# Task details:
Retype the listing that follows, exactly as written.

# Exercise data:

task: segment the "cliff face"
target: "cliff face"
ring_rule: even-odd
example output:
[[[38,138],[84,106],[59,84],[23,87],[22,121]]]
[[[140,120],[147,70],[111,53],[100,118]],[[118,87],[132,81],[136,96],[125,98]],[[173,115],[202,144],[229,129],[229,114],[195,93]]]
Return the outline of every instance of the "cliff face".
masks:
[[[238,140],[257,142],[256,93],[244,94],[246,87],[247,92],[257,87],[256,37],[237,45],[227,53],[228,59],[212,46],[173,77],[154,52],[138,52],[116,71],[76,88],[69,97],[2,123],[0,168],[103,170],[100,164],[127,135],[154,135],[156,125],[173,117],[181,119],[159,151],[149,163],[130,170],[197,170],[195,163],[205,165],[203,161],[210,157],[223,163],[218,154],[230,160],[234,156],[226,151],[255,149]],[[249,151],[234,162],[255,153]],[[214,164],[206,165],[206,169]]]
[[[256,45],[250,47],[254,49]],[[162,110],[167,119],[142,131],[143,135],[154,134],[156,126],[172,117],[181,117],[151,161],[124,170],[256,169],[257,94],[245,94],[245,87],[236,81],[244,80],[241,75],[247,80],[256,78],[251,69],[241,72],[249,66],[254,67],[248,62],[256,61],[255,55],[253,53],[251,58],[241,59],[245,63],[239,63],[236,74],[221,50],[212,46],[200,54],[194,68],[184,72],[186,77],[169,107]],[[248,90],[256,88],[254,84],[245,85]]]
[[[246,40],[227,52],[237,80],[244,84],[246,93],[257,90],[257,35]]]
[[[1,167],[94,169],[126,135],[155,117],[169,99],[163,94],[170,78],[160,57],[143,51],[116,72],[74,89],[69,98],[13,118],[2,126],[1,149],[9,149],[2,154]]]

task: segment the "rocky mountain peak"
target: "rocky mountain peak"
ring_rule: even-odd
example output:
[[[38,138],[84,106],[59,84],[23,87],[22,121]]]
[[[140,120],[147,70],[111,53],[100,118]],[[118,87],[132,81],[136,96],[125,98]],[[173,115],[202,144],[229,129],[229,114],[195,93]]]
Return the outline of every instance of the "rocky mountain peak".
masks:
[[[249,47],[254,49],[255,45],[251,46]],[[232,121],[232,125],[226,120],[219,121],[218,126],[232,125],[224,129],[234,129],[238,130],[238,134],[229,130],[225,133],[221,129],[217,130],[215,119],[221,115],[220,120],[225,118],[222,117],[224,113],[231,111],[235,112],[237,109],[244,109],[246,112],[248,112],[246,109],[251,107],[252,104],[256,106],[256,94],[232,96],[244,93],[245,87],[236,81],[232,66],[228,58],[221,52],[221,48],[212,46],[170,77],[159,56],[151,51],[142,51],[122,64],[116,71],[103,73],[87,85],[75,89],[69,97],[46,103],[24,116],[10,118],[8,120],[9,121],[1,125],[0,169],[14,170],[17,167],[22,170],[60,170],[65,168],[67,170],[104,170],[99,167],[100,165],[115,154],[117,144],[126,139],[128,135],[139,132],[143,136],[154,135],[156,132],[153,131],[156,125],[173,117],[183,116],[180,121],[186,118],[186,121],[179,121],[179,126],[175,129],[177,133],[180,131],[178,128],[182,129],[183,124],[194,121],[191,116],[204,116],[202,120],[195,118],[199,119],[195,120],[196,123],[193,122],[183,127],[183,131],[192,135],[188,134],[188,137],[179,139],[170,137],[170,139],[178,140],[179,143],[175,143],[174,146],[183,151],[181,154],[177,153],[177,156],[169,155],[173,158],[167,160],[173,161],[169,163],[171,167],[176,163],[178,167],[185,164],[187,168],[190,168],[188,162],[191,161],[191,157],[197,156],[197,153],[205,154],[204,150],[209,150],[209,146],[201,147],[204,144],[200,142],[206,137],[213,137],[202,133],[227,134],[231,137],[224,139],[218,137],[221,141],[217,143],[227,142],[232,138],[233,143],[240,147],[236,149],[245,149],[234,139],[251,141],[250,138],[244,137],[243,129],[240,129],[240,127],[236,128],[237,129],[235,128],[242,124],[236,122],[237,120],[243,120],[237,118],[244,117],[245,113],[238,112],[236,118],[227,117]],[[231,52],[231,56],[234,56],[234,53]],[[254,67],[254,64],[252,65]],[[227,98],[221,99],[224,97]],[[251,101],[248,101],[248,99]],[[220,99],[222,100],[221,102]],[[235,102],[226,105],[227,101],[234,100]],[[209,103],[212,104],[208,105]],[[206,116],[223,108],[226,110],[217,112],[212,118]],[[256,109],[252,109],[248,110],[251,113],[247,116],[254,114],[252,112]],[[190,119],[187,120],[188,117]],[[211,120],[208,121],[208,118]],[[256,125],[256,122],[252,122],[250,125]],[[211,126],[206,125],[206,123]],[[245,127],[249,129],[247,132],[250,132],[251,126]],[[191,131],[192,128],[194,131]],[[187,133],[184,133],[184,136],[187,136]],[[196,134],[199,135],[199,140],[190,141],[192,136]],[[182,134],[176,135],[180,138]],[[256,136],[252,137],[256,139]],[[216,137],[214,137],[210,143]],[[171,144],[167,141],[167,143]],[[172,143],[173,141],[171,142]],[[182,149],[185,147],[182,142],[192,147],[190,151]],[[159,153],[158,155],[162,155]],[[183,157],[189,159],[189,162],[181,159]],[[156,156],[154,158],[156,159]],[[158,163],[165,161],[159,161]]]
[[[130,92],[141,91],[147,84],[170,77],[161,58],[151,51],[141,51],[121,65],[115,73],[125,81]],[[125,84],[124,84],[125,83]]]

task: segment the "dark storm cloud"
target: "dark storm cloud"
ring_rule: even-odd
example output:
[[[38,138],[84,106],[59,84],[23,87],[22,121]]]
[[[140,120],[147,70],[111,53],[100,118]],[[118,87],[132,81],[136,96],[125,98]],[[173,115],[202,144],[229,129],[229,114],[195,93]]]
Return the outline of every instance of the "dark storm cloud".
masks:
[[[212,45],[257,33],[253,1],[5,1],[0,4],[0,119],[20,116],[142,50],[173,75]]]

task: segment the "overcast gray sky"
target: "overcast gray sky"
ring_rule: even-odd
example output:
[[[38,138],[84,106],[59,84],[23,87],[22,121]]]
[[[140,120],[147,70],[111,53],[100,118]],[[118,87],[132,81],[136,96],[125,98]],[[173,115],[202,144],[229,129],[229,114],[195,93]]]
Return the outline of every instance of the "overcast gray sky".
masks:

# Task result:
task: segment the "cliff face"
target: "cliff face"
ring_rule: even-odd
example output:
[[[38,138],[84,106],[59,84],[23,87],[22,121]]]
[[[140,120],[147,70],[111,53],[100,118]],[[118,87],[132,81],[136,96],[125,98]],[[173,115],[202,144],[229,129],[229,114],[195,93]]]
Return the outline of every instance of the "cliff face".
masks:
[[[238,140],[257,142],[256,93],[244,94],[246,87],[247,92],[257,87],[256,37],[237,45],[227,53],[228,59],[212,46],[173,77],[154,52],[138,52],[116,71],[76,88],[69,97],[2,123],[0,168],[103,170],[100,164],[127,135],[154,135],[156,125],[173,117],[181,119],[159,151],[149,163],[130,170],[197,170],[195,163],[205,165],[203,161],[210,157],[223,163],[218,154],[230,160],[234,156],[226,151],[255,149]],[[249,151],[234,162],[255,153]],[[214,164],[206,165],[206,169]]]
[[[256,45],[250,47],[254,49]],[[162,110],[167,119],[142,131],[143,135],[154,134],[156,126],[172,117],[181,117],[151,161],[124,170],[256,169],[257,94],[245,94],[245,87],[236,81],[244,80],[241,75],[247,80],[256,78],[251,69],[241,72],[249,66],[254,67],[248,62],[256,61],[255,55],[253,53],[251,58],[241,59],[245,63],[239,63],[236,74],[221,50],[212,46],[200,54],[194,68],[184,72],[186,77],[169,107]],[[248,90],[256,88],[254,84],[245,85]]]
[[[246,40],[227,52],[237,80],[244,84],[246,93],[257,90],[257,35]]]
[[[1,167],[94,169],[126,135],[155,117],[169,99],[163,94],[170,78],[160,57],[143,51],[116,72],[74,89],[69,98],[13,118],[2,126],[1,149],[9,149],[2,154]]]

task: segment the "rocky mountain peak"
target: "rocky mountain peak"
ring_rule: even-odd
example output:
[[[38,138],[84,106],[59,84],[23,87],[22,121]]]
[[[140,120],[147,70],[111,53],[100,118]],[[118,87],[132,81],[136,96],[125,98]],[[173,115],[202,144],[229,129],[229,114],[195,93]]]
Return the outline of every instance of the "rocky mountain peak".
masks:
[[[249,47],[254,49],[255,45],[251,46]],[[232,121],[232,125],[226,120],[219,121],[218,126],[232,125],[224,129],[234,129],[238,130],[238,134],[229,130],[225,133],[221,129],[217,130],[215,119],[221,115],[220,120],[225,118],[222,117],[224,113],[231,111],[235,112],[237,109],[244,109],[246,112],[248,112],[246,109],[251,107],[252,104],[256,106],[256,94],[232,96],[244,93],[245,87],[236,81],[232,66],[228,58],[221,52],[221,48],[212,46],[170,77],[159,56],[151,51],[142,51],[122,64],[116,71],[103,73],[87,85],[75,89],[69,97],[46,103],[24,116],[10,118],[8,120],[9,121],[1,125],[0,169],[14,170],[17,167],[22,170],[60,170],[65,168],[67,170],[104,170],[99,167],[100,165],[115,154],[117,144],[126,139],[128,135],[139,132],[143,136],[154,135],[156,132],[153,131],[156,125],[173,117],[183,116],[180,121],[186,118],[186,121],[179,121],[179,126],[175,129],[177,133],[180,131],[178,128],[182,129],[183,124],[194,121],[191,116],[204,116],[202,120],[195,118],[199,119],[195,120],[196,123],[193,122],[183,127],[183,131],[192,135],[188,134],[188,137],[179,139],[170,137],[170,139],[178,140],[179,143],[175,143],[174,146],[183,151],[181,154],[177,153],[177,156],[169,155],[173,158],[167,160],[173,161],[169,163],[171,167],[176,163],[178,167],[185,164],[187,168],[190,168],[188,162],[191,161],[191,157],[197,156],[197,153],[205,154],[204,150],[209,150],[209,146],[201,147],[204,144],[200,142],[206,137],[213,137],[202,133],[227,134],[231,137],[224,139],[218,137],[221,141],[217,143],[227,142],[232,138],[233,143],[240,147],[236,149],[245,149],[234,139],[251,141],[250,138],[244,137],[243,129],[240,129],[240,127],[236,128],[237,129],[235,128],[242,124],[236,122],[237,120],[243,120],[237,118],[244,117],[245,113],[238,112],[236,118],[227,117]],[[231,52],[231,56],[234,56],[234,53]],[[254,67],[254,64],[252,65]],[[227,98],[221,99],[224,97]],[[251,101],[248,101],[248,99]],[[220,99],[222,100],[221,102]],[[235,102],[226,105],[227,101],[234,100]],[[209,103],[212,104],[208,105]],[[206,116],[223,108],[226,110],[217,112],[212,118]],[[256,109],[252,109],[248,110],[251,113],[247,116],[254,114],[252,112]],[[190,119],[187,120],[188,117]],[[211,120],[208,121],[208,118]],[[256,125],[256,122],[252,122],[250,125]],[[211,126],[206,125],[206,123]],[[245,127],[249,129],[247,132],[250,132],[251,126]],[[191,131],[192,128],[194,131]],[[187,133],[184,133],[184,136],[187,136]],[[196,134],[199,135],[199,140],[190,141],[192,136]],[[182,134],[176,135],[180,138]],[[256,136],[252,137],[256,139]],[[216,137],[214,137],[210,143]],[[171,144],[167,141],[167,143]],[[172,143],[173,141],[171,142]],[[182,149],[185,147],[182,142],[192,147],[190,151]],[[159,153],[158,155],[162,155]],[[183,157],[189,159],[189,162],[181,159]],[[156,156],[154,158],[156,159]],[[158,163],[165,161],[159,161]]]
[[[130,92],[141,91],[147,84],[170,77],[161,58],[151,51],[141,51],[121,65],[115,73],[125,81]],[[125,84],[124,84],[125,83]]]

task: segment the "dark storm cloud"
target: "dark storm cloud"
ring_rule: even-odd
example output:
[[[38,138],[84,106],[59,84],[23,87],[22,121]]]
[[[140,120],[147,70],[111,53],[100,118]],[[118,87],[132,81],[136,96],[125,98]],[[173,115],[202,144],[229,129],[229,114],[195,93]]]
Return the outline of every instance of the "dark storm cloud".
masks:
[[[212,45],[257,33],[253,1],[5,1],[0,4],[0,119],[20,116],[142,50],[173,75]]]

task: segment the "overcast gray sky"
target: "overcast gray sky"
ring_rule: even-odd
example output:
[[[38,138],[84,106],[59,84],[23,87],[22,121]]]
[[[140,120],[147,70],[111,53],[100,118]],[[118,87],[132,81],[136,96],[125,98]],[[173,115],[202,144],[229,129],[229,114],[195,93]]]
Return the outline of every instance of the "overcast gray sky".
masks:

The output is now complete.